**STORED DATA**
━━━━━━━━━━━━━━━━━━━━━━━━━━━━━━
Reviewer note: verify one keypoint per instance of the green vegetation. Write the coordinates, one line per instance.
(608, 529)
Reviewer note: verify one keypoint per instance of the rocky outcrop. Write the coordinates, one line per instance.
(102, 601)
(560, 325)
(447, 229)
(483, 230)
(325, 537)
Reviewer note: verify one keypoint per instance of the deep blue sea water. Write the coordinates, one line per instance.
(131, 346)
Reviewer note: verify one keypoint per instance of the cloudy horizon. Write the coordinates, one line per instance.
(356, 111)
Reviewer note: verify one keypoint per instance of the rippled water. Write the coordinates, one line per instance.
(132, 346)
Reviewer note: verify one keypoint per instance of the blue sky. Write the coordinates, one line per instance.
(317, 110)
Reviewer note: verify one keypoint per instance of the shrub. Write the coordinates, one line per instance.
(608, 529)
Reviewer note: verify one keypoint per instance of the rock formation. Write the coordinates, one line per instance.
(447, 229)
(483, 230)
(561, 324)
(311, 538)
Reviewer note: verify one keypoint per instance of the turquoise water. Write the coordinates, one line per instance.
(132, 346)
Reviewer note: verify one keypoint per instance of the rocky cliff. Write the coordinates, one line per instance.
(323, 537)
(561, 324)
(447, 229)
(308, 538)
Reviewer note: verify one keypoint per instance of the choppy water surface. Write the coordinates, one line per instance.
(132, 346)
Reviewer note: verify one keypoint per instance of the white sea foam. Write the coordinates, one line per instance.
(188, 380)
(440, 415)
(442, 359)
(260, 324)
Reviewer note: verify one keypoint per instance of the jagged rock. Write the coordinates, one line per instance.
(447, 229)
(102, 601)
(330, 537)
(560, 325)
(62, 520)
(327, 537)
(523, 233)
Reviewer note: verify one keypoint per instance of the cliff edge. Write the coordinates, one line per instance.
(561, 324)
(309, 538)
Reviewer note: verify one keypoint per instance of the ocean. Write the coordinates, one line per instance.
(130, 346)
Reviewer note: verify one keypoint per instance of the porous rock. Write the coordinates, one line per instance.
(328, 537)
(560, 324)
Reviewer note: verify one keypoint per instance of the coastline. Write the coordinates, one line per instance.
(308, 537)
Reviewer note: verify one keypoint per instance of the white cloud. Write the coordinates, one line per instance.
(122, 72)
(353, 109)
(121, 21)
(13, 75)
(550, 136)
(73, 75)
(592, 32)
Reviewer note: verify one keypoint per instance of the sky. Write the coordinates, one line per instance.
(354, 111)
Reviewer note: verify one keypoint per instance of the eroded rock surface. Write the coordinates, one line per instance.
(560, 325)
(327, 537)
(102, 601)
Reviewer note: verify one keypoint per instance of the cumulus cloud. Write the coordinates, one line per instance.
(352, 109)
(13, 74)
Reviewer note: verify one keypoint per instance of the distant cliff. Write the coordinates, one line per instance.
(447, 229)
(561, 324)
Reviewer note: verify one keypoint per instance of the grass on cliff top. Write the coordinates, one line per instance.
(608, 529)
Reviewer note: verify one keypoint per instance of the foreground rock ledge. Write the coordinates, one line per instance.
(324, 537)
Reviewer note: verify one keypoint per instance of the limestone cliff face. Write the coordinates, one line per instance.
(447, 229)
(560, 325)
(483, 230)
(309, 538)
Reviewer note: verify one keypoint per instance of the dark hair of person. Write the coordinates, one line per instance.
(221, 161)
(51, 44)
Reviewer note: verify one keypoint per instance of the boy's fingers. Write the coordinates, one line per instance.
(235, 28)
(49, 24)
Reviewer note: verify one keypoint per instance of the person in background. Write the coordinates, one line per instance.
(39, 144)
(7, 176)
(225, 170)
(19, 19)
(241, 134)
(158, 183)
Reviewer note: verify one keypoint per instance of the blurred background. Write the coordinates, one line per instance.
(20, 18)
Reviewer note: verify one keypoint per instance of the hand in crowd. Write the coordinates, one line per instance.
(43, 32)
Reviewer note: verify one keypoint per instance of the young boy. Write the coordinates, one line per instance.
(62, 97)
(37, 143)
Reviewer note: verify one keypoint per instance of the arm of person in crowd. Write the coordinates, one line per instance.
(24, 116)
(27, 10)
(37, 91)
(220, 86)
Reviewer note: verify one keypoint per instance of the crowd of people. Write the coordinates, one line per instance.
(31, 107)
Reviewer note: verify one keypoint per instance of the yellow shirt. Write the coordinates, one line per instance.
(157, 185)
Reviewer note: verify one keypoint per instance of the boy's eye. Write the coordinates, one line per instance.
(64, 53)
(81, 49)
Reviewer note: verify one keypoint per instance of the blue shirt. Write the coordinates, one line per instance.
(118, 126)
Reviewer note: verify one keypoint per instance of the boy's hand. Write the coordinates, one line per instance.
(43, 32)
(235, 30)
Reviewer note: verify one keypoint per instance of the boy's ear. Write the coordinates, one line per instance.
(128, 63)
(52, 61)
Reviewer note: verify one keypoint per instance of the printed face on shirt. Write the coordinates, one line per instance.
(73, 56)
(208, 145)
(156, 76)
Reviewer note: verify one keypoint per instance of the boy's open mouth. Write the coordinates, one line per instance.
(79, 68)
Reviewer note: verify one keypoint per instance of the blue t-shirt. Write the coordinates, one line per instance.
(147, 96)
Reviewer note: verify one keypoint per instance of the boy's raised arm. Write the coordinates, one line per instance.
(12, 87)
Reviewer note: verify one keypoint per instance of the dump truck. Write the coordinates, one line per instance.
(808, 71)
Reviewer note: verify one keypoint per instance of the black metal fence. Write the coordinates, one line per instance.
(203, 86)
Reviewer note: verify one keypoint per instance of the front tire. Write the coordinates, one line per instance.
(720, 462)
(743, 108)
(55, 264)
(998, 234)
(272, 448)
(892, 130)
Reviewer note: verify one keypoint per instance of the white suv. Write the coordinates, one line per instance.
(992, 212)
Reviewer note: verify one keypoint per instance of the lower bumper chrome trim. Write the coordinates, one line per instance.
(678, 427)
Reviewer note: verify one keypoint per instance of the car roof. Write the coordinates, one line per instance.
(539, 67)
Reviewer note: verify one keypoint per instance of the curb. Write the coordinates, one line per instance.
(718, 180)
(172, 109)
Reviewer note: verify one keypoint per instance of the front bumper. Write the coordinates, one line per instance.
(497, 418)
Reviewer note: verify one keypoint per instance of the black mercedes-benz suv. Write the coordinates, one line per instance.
━━━━━━━━━━━━━━━━━━━━━━━━━━━━━━
**SHORT EXERCISE**
Word for word, quote all of the data above.

**ANSWER TO THIS TASK**
Reviewer note: verify one keypoint per instance of the green vegetation. Write the coordinates, one line per instance.
(608, 529)
Reviewer note: verify one keypoint per instance of the rocky outcrop. Write the coordinates, one line per instance.
(102, 601)
(560, 325)
(447, 229)
(483, 230)
(325, 537)
Reviewer note: verify one keypoint per instance of the deep blue sea water. Write the coordinates, one line per instance.
(131, 346)
Reviewer note: verify one keypoint per instance of the cloudy horizon. Write the coordinates, one line per instance.
(356, 111)
Reviewer note: verify one keypoint per instance of the rippled water. Write the coordinates, one line per instance.
(132, 346)
Reviewer note: verify one keypoint per instance of the blue sky. Write the coordinates, one line per instance.
(317, 110)
Reviewer note: verify one keypoint per instance of the shrub. Write the coordinates, one line per instance.
(608, 529)
Reviewer note: verify one keypoint per instance of the rock formation. Write the coordinates, one line per instance.
(447, 229)
(483, 230)
(561, 324)
(311, 538)
Reviewer note: verify one keypoint per instance of the turquoise water. Write the coordinates, one line per instance.
(132, 346)
Reviewer note: verify one keypoint per instance of the rocky cliff. Write the coordinates, one line per instance.
(323, 537)
(561, 324)
(447, 229)
(308, 538)
Reviewer note: verify one keypoint per instance of the choppy water surface. Write the coordinates, one line per instance.
(132, 346)
Reviewer note: verify one keypoint per instance of the white sea foam. Write the coordinates, one line per instance.
(188, 380)
(440, 415)
(442, 359)
(260, 324)
Reviewer note: verify one keypoint per instance of the jagged rock. Write the coordinates, one line per instance.
(447, 229)
(102, 601)
(330, 537)
(560, 325)
(62, 520)
(327, 537)
(523, 233)
Reviewer note: verify one keypoint per instance of the cliff edge. Write the coordinates, one line per instance.
(561, 324)
(309, 538)
Reviewer note: verify one keypoint per instance of the ocean. Write the coordinates, one line per instance.
(130, 346)
Reviewer note: verify one keypoint per instance of the porous rock. Write the coordinates, one line per instance.
(328, 537)
(560, 324)
Reviewer note: verify one keypoint per instance of the coastline. Write the coordinates, one line per instance.
(308, 537)
Reviewer note: verify one keypoint per instance of the white cloud. Write the coordinates, one line per instance.
(122, 72)
(353, 109)
(121, 21)
(13, 75)
(550, 136)
(73, 75)
(592, 32)
Reviewer note: verify one keypoint per instance of the sky. Write the coordinates, one line per instance.
(354, 111)
Reviewer note: verify one keypoint per instance of the eroded rock surface. Write the coordinates, one line per instance.
(560, 325)
(327, 537)
(102, 601)
Reviewer note: verify one keypoint per instance of the cumulus cloud. Write the coordinates, one line per instance.
(352, 109)
(13, 74)
Reviewer note: verify one keypoint per instance of the distant cliff. Write the coordinates, one line per instance.
(447, 229)
(561, 324)
Reviewer note: verify one keypoint per instance of the grass on cliff top. Write the coordinates, one line per instance.
(608, 529)
Reviewer note: verify one keypoint per instance of the foreground rock ledge. Write the coordinates, one line per instance.
(324, 537)
Reviewer note: verify one keypoint per instance of the limestone cliff face. Write the coordinates, one line per instance.
(447, 229)
(560, 325)
(483, 230)
(309, 538)
Reviewer note: verify one keypoint per instance of the dark hair of person. Write the coordinates, one line per instance.
(221, 161)
(51, 44)
Reviewer note: verify one keypoint per instance of the boy's fingers. Write the coordinates, one line per instance.
(235, 28)
(49, 24)
Reviewer note: verify one keypoint per instance of the person in background. Write the coordinates, one line per instance.
(39, 144)
(7, 176)
(225, 170)
(19, 19)
(241, 134)
(158, 183)
Reviewer note: verify one keypoint per instance of the blurred background. Write the coordinates, one line per instance.
(20, 18)
Reviewer note: verify one keypoint per instance of the hand in crowd. Write the coordinates, one line per instance.
(43, 32)
Reviewer note: verify one keypoint per instance of the young boy. Write the coordinates, one line per instance.
(62, 97)
(37, 143)
Reviewer note: verify one keypoint per instance of the arm of person in crowd. Write the coordinates, one line per instance.
(24, 116)
(27, 10)
(37, 91)
(220, 86)
Reviewer note: verify one keypoint per instance of the crowd of people. Write the coordinates, one line per instance.
(31, 107)
Reviewer note: verify one keypoint per instance of the yellow shirt. Write the coordinates, one line per instance.
(157, 185)
Reviewer note: verify one keypoint per instance of the boy's eye. Write the coordinates, one line per instance.
(64, 53)
(81, 49)
Reviewer note: verify one keypoint per instance of the blue shirt. Write the coordinates, one line per instance.
(118, 126)
Reviewer note: verify one keypoint per instance of the boy's hand. Write the coordinates, one line per instance.
(43, 32)
(235, 30)
Reviewer note: verify one keypoint per instance of the boy's ear. Write the coordinates, one line per instance.
(128, 63)
(52, 61)
Reviewer note: verify one keypoint per instance of the printed face on shirt. Write the coordinates, one line per instance.
(73, 56)
(208, 145)
(156, 76)
Reviewer note: verify one keypoint per instance of the boy's open mouth. Write the coordinates, one line per instance.
(79, 68)
Reviewer note: verify one keypoint per instance of the blue t-shirt. Write the coordinates, one line per instance.
(147, 96)
Reviewer note: verify one keypoint per instance of the boy's raised arm. Write the coordinates, one line per instance.
(12, 87)
Reviewer note: verify one keypoint per instance of the dump truck. Write the coordinates, one line per instance.
(808, 71)
Reviewer note: verify one keypoint per instance of the black metal fence. Write the coordinates, one line per instance.
(203, 86)
Reviewer note: verify one keypoint per instance of the front tire. Write the coordinates, one line per instance.
(720, 462)
(743, 108)
(55, 264)
(998, 234)
(272, 448)
(892, 130)
Reviewer note: verify one keypoint per instance of the white suv. Write the coordinates, one line per instance.
(992, 212)
Reviewer note: verify one keypoint per instance of the lower bumper chrome trim. Write the coordinates, one line per instance.
(678, 427)
Reviewer note: verify one keypoint per instance of the car roof. Write the coordinates, one line per instance.
(539, 67)
Reviewer note: verify one keypoint per instance of the curb. Write the coordinates, one line per instance.
(718, 180)
(172, 109)
Reviewer note: verify one keypoint per instance of the front bumper. Write the coordinates, one line per instance.
(497, 418)
Reviewer note: verify one keypoint per instance of the black mercedes-benz suv. Write the coordinates, one line per instance.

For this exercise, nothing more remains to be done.